▶ _Written task_
Please sum up the "Altundeva" review below in two sentences.

══ Source passage ══

O melodie pentru Europa

The Wiwi Jury — our in-house panel of music unprofessionals — continues to review the acts from Moldova’s O melodie pentru Europa 2018. Next we listen to Lavinia Rusu‘s pop entry “Altundeva” and to Ruslan Tsar‘s throwback to the ’80s “Come to life”.

Lavinia Rusu – “Altundeva”

Antranig: The biggest strength of “Altundeva” is that it is not in English, which makes it more interesting than at least half of the English entries in Moldova. “Altundeva” is a great song but it doesn’t feel like it would naturally work well on stage. The climax is certainly well executed. If they can find a way to deliver a great stage show, this could do really well.

Score: 6.5/10

Bogdan: This sounds like any other song that is being played on the radio in Romania, and it’s both good and bad. It’s competently produced and sophisticated enough and Lavinia’s voice is both warm and powerful, but the track lacks that unique Eurovision hook that would qualify it for success on the big stage. Ultimately, “Altundeva” is nice — until the next song comes along.

Score: 6/10

Kristin: It’s in Romanian. That’s positive. Other than that, this song is forgettable at best. However, in order not to sound like a complete bitch, there was a beat underneath that became a little bit captivating after a few times listening. But it is essential to grab the audience from the very first tone, and “Altundeva” just doesn’t do that. It needs a lot of time, much more than three minutes, so I’m afraid that Lavinia won’t go all the way to Lisbon.

Score: 4/10

Luis: In a way, it feels as if we’re witnessing the first steps of a pop star. Lavinia’s voice is on point, she sings beautifully and gives a bit of texture to a song that’s as flat as tundra. “Altundeva” sounds current, but it’s a bit too much “fifth single from a popular album that peaks at ’90 in the charts”. Not enough to reach Lisbon, but a decent effort, nevertheless.

Score: 6.5/10

Robyn: The standard of entries in this year’s O melodie pentru Europa has significantly improved from recent years. “Altundeva” is another of those decent entries. Lavinia brings a modern sound and a strong vocal, and expertly takes the song on its emotional path. But even though it’s pleasant to listen to, there is the possibility that “Altundeva” wouldn’t be memorable enough in Lisbon.

═══
══ Data extract ══

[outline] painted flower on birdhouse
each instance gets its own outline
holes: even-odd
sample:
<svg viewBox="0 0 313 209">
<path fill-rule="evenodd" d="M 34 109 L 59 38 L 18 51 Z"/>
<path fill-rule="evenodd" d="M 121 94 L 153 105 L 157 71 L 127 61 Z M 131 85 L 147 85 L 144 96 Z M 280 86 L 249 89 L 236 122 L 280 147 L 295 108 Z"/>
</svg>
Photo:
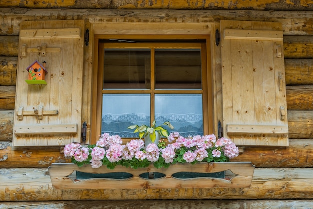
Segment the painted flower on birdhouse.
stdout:
<svg viewBox="0 0 313 209">
<path fill-rule="evenodd" d="M 26 70 L 28 72 L 28 80 L 26 82 L 28 84 L 47 84 L 45 76 L 48 72 L 46 70 L 46 62 L 44 62 L 44 66 L 38 60 L 35 61 Z"/>
</svg>

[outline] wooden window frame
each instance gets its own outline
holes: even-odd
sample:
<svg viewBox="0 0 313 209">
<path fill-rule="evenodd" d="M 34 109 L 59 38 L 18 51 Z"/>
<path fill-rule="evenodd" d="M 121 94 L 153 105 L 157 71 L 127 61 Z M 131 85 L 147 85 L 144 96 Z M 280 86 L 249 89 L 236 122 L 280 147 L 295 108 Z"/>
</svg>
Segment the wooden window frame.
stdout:
<svg viewBox="0 0 313 209">
<path fill-rule="evenodd" d="M 208 118 L 208 134 L 214 133 L 214 100 L 213 92 L 212 70 L 212 55 L 214 54 L 213 40 L 214 38 L 214 25 L 210 24 L 94 24 L 92 26 L 92 36 L 94 46 L 93 72 L 92 80 L 92 124 L 90 143 L 95 144 L 98 140 L 101 130 L 100 117 L 97 117 L 96 110 L 102 110 L 102 102 L 99 102 L 99 98 L 102 98 L 102 91 L 98 90 L 99 82 L 102 83 L 102 77 L 98 76 L 98 65 L 102 64 L 98 58 L 100 54 L 99 41 L 102 39 L 122 39 L 127 36 L 130 39 L 168 39 L 168 36 L 175 37 L 176 40 L 206 40 L 206 68 L 208 74 L 204 80 L 212 80 L 212 85 L 208 85 L 207 110 L 204 112 L 204 118 Z M 141 34 L 138 35 L 138 34 Z"/>
</svg>

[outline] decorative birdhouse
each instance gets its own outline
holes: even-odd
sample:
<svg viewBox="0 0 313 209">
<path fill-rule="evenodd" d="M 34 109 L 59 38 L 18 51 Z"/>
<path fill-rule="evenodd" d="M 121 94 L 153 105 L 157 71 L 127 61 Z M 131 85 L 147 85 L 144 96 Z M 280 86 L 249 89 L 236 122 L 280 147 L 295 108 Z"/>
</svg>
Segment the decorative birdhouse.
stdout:
<svg viewBox="0 0 313 209">
<path fill-rule="evenodd" d="M 48 72 L 46 70 L 46 62 L 44 62 L 44 66 L 42 66 L 38 60 L 35 61 L 26 70 L 28 72 L 28 80 L 26 82 L 28 84 L 45 84 L 46 74 Z"/>
</svg>

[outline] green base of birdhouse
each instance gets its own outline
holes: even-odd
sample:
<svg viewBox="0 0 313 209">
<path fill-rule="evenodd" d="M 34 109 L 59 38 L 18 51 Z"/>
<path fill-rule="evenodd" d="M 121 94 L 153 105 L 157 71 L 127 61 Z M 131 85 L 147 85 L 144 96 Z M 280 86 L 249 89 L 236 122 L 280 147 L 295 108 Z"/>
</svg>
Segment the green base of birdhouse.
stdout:
<svg viewBox="0 0 313 209">
<path fill-rule="evenodd" d="M 44 80 L 25 80 L 28 84 L 47 84 L 46 82 Z"/>
</svg>

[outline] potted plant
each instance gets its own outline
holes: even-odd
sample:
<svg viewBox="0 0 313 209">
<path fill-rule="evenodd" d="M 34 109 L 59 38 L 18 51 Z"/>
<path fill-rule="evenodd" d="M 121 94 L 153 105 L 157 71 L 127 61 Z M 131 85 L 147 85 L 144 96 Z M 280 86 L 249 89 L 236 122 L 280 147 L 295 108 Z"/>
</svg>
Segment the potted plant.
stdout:
<svg viewBox="0 0 313 209">
<path fill-rule="evenodd" d="M 140 140 L 142 137 L 144 137 L 146 146 L 151 143 L 158 144 L 160 136 L 164 136 L 167 138 L 170 135 L 168 131 L 162 127 L 162 126 L 168 126 L 171 129 L 174 129 L 174 126 L 170 122 L 165 122 L 159 126 L 156 126 L 156 122 L 154 120 L 152 123 L 152 126 L 151 126 L 146 125 L 142 125 L 140 126 L 138 125 L 133 125 L 130 126 L 128 128 L 134 129 L 134 133 L 139 132 L 139 138 Z M 151 142 L 150 142 L 150 140 Z"/>
</svg>

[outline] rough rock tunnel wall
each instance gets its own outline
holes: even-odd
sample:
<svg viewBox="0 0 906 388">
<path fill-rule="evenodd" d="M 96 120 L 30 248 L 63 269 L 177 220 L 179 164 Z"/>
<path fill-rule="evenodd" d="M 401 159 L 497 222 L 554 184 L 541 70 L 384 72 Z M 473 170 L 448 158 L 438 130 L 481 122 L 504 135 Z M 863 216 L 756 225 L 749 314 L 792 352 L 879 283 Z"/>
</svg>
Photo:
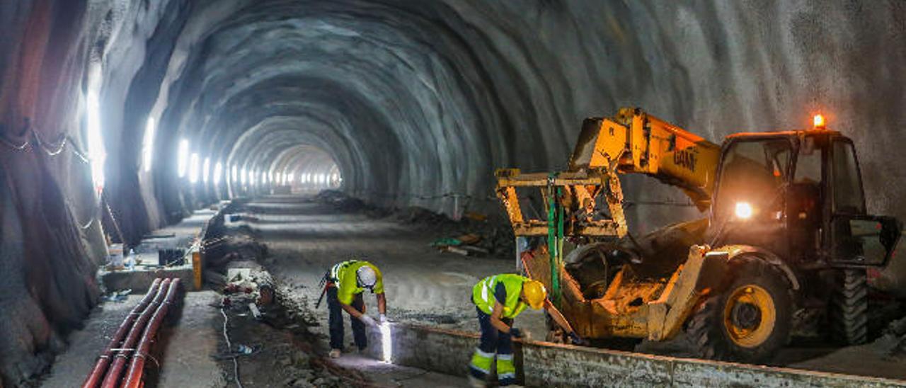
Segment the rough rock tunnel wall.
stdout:
<svg viewBox="0 0 906 388">
<path fill-rule="evenodd" d="M 3 2 L 0 374 L 40 371 L 94 303 L 101 224 L 134 242 L 261 190 L 234 169 L 327 169 L 313 154 L 385 205 L 496 209 L 493 169 L 561 169 L 582 119 L 620 106 L 712 141 L 822 112 L 855 140 L 870 210 L 906 218 L 904 24 L 899 0 Z M 180 178 L 182 139 L 230 172 Z M 636 199 L 678 198 L 630 180 Z M 631 214 L 647 229 L 689 211 Z"/>
</svg>

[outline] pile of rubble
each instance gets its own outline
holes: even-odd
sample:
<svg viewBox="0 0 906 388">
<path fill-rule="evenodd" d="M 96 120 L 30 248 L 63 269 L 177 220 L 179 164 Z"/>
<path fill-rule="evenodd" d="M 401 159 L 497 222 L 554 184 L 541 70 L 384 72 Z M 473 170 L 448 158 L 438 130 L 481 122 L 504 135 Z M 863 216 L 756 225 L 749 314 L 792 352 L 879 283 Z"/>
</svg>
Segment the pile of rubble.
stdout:
<svg viewBox="0 0 906 388">
<path fill-rule="evenodd" d="M 906 357 L 906 317 L 891 322 L 875 344 L 887 357 Z"/>
<path fill-rule="evenodd" d="M 345 387 L 367 384 L 355 371 L 325 357 L 317 335 L 309 330 L 314 318 L 306 306 L 294 305 L 285 286 L 275 284 L 258 264 L 266 247 L 239 228 L 224 228 L 222 253 L 211 261 L 206 279 L 219 290 L 212 305 L 225 316 L 217 359 L 230 379 L 255 386 L 294 388 Z M 235 364 L 234 364 L 235 363 Z"/>
</svg>

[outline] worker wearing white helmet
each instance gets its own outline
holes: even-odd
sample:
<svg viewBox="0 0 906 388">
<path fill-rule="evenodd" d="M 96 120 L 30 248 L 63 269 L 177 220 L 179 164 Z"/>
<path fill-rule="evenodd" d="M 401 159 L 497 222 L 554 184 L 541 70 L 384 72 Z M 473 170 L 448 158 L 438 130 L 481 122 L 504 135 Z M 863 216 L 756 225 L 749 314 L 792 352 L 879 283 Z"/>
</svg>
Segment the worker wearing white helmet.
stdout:
<svg viewBox="0 0 906 388">
<path fill-rule="evenodd" d="M 348 260 L 331 267 L 325 277 L 327 306 L 330 310 L 330 356 L 339 357 L 342 352 L 343 310 L 352 317 L 352 336 L 356 346 L 360 352 L 364 350 L 368 346 L 365 325 L 377 325 L 373 318 L 365 315 L 365 301 L 362 298 L 365 289 L 371 290 L 377 297 L 381 323 L 387 321 L 387 299 L 384 297 L 384 282 L 381 270 L 367 261 Z"/>
</svg>

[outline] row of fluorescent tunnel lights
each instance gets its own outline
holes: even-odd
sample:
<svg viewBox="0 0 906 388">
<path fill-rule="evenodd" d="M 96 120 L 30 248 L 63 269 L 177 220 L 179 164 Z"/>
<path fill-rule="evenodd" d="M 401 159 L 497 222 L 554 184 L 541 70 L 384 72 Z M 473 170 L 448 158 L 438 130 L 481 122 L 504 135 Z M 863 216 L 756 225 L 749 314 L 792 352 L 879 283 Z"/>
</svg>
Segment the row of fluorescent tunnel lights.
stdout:
<svg viewBox="0 0 906 388">
<path fill-rule="evenodd" d="M 211 170 L 211 159 L 205 158 L 205 160 L 201 161 L 201 157 L 198 152 L 189 152 L 189 145 L 188 140 L 181 140 L 179 141 L 179 153 L 178 160 L 177 163 L 177 170 L 179 178 L 188 178 L 190 183 L 198 183 L 199 179 L 204 183 L 207 183 L 209 180 L 213 180 L 215 185 L 220 184 L 220 179 L 224 177 L 224 166 L 223 163 L 217 161 L 214 163 L 213 173 Z M 150 163 L 146 163 L 146 166 Z M 294 172 L 278 172 L 276 174 L 273 172 L 261 171 L 260 173 L 255 170 L 248 170 L 243 168 L 241 170 L 239 167 L 234 165 L 230 170 L 231 182 L 239 183 L 240 185 L 257 185 L 259 182 L 264 184 L 276 184 L 276 185 L 292 185 L 295 182 L 296 174 Z M 260 180 L 258 180 L 260 177 Z M 333 172 L 330 174 L 313 174 L 313 173 L 304 173 L 299 174 L 299 183 L 300 184 L 309 184 L 318 187 L 339 187 L 342 183 L 342 179 L 340 174 Z"/>
<path fill-rule="evenodd" d="M 100 104 L 96 92 L 91 92 L 87 95 L 87 141 L 89 149 L 89 158 L 92 165 L 92 178 L 100 195 L 104 186 L 104 160 L 107 157 L 103 146 L 102 131 L 101 125 Z M 154 118 L 149 117 L 142 138 L 142 166 L 145 172 L 150 171 L 152 157 L 154 153 L 155 121 Z M 214 185 L 219 185 L 224 178 L 224 166 L 221 162 L 214 163 L 213 173 L 211 171 L 211 160 L 205 158 L 201 162 L 201 157 L 198 152 L 189 153 L 189 144 L 188 140 L 179 141 L 178 160 L 178 173 L 179 178 L 188 178 L 190 183 L 198 183 L 199 178 L 204 183 L 213 180 Z M 260 182 L 272 185 L 293 185 L 296 178 L 299 184 L 313 188 L 338 188 L 342 183 L 342 178 L 339 173 L 333 171 L 330 173 L 301 173 L 298 177 L 294 172 L 276 173 L 264 172 L 260 174 L 255 170 L 246 170 L 245 168 L 239 170 L 238 166 L 234 165 L 230 171 L 230 182 L 232 184 L 257 185 Z"/>
</svg>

═══

▶ _Task response_
The Wiwi Jury reviews Lavinia Rusu's pop entry "Altundeva" from Moldova's O melodie pentru Europa 2018, and jurors praise its use of Romanian and Lavinia's warm, strong vocals. Most of them doubt that the song is distinctive or memorable enough to succeed in Lisbon, and the scores shown range from 4/10 to 6.5/10.